[DIRECTIONS FOR THIS TASK] Set down the full data below exactly as given, please.

[AVAILABLE DATA]
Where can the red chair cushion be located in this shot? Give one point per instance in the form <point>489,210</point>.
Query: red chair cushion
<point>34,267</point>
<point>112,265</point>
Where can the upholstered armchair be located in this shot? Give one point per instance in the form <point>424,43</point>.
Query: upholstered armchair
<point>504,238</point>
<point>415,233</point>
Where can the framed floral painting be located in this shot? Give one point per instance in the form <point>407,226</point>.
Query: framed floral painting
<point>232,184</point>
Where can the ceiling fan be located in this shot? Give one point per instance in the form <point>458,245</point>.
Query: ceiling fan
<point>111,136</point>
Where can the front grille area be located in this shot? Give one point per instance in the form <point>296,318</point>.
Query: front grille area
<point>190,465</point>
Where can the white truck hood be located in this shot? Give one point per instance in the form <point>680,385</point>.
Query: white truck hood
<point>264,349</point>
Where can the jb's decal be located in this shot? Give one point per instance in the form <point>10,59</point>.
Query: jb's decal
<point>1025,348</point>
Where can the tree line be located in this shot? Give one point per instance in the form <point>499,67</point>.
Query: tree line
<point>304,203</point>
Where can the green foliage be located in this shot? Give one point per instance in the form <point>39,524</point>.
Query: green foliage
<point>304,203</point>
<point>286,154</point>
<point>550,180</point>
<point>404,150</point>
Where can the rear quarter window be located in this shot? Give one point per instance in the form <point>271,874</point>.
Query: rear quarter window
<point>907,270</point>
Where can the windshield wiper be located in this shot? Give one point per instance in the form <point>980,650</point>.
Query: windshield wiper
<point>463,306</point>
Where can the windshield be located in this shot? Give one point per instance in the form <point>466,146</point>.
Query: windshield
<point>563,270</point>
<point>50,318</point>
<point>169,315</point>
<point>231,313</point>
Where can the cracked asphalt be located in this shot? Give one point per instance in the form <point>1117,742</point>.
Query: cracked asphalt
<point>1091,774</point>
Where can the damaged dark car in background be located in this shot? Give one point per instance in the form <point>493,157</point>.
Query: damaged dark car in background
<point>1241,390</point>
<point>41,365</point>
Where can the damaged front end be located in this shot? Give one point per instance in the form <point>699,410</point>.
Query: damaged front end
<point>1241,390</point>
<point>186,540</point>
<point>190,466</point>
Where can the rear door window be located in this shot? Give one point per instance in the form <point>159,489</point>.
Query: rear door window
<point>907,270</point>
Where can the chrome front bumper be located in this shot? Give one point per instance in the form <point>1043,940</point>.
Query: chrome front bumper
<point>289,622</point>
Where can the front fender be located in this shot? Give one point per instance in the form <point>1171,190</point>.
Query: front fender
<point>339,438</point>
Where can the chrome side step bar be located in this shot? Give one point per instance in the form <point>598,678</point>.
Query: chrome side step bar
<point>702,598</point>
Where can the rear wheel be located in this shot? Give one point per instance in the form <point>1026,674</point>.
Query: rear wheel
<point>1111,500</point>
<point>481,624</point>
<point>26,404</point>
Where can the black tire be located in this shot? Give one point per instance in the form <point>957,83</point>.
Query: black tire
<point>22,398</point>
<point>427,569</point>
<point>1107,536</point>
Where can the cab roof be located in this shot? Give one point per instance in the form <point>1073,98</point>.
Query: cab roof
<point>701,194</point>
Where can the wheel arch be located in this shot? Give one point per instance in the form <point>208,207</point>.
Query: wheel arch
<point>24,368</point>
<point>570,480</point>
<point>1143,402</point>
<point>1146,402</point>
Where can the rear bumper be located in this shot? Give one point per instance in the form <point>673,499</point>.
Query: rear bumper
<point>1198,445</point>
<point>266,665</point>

[RESULT OF THE EXERCISE]
Where can the red chair cushion be located in this shot? Give one point per instance in the form <point>489,210</point>.
Query: red chair cushion
<point>34,267</point>
<point>112,265</point>
Where can the upholstered armchair be located in this shot? Give one point per instance in the form <point>424,43</point>.
Query: upholstered armchair
<point>504,238</point>
<point>415,233</point>
Where can the framed floral painting be located in this shot? Give one point per instance in the form <point>407,226</point>.
Query: framed floral painting
<point>232,184</point>
Where can the ceiling fan be located in this shot? Give one point per instance in the form <point>458,245</point>.
Query: ceiling fan
<point>111,136</point>
Where can the front grille area be located in this shot? Give one point per instance in the form <point>296,318</point>.
Query: front grille area
<point>190,465</point>
Where can the white truck hood be located in this shot? Give one point per instance in the form <point>680,385</point>.
Query: white truck hood
<point>264,349</point>
Where can the jb's decal be located in this shot? Give one point per instance in the form <point>10,59</point>.
Query: jb's decal
<point>1025,348</point>
Where can the tree line be located in this shot? Give one point per instance in the form <point>499,67</point>.
Query: tree line
<point>304,203</point>
Where can the green foliage be located in this shot? Give one point per instance in the form <point>39,524</point>.
Query: green foliage
<point>304,203</point>
<point>286,154</point>
<point>550,180</point>
<point>404,150</point>
Where can the rear quarter window be located in this shot? Give one point per instance in the form <point>271,874</point>.
Query: rear quarter window
<point>907,270</point>
Where can the windshield wiper be located in this shot? Give one point per instance in the form <point>980,650</point>.
Query: windshield wiper
<point>463,306</point>
Where can the windshield be located in this shot? Give one point per instance in the form <point>466,146</point>.
Query: windshield
<point>563,270</point>
<point>50,318</point>
<point>169,315</point>
<point>231,313</point>
Where can the cracked asphalt be located in this shot? Give one point per instance in the form <point>1117,742</point>.
Query: cracked asphalt
<point>1091,774</point>
Where can the damaged dark car in background be located in this shot? Give one point per instance in the form <point>493,157</point>.
Query: damaged dark car in background
<point>1241,390</point>
<point>41,365</point>
Where can the damaged front end be located in this shot? Give one point per instance in the form <point>699,410</point>.
Query: damaged front end
<point>1241,390</point>
<point>186,540</point>
<point>190,466</point>
Where can the rear door window be located in this shot? Give one point per instance in the form <point>159,489</point>.
Query: rear door window
<point>907,270</point>
Where can the chrome front bumper be located in this shot? Give one point per instance in the form <point>1043,940</point>.
Query: chrome front bumper
<point>289,622</point>
Where can the front fender be located in this shot? Give one point per instance in the form <point>1171,190</point>.
Query: front fender
<point>339,438</point>
Where can the chrome side step bar be located in this shot? Give one point per instance in the form <point>598,678</point>.
Query: chrome side step bar
<point>702,598</point>
Where can the rear wheel be located in this shot? Give one point per instance in the form <point>1026,674</point>.
Query: rear wheel
<point>1111,500</point>
<point>481,624</point>
<point>26,404</point>
Where can the black tire be located in this shot? Give one point per instance in the form <point>957,83</point>.
Query: black tire
<point>22,398</point>
<point>427,569</point>
<point>1107,536</point>
Where can the cab roof be located in this shot? Give one point per instance in the form <point>1073,98</point>.
Query: cab roof
<point>701,194</point>
Where can the wheel arch be located in this shot? Give one point per instance in the form <point>208,207</point>.
Query: wheel arch
<point>24,368</point>
<point>570,480</point>
<point>1143,402</point>
<point>1146,402</point>
Where can the rear bumper be located in this shot? Give one point per instance in the form <point>673,499</point>.
Query: rear bumper
<point>1198,445</point>
<point>266,665</point>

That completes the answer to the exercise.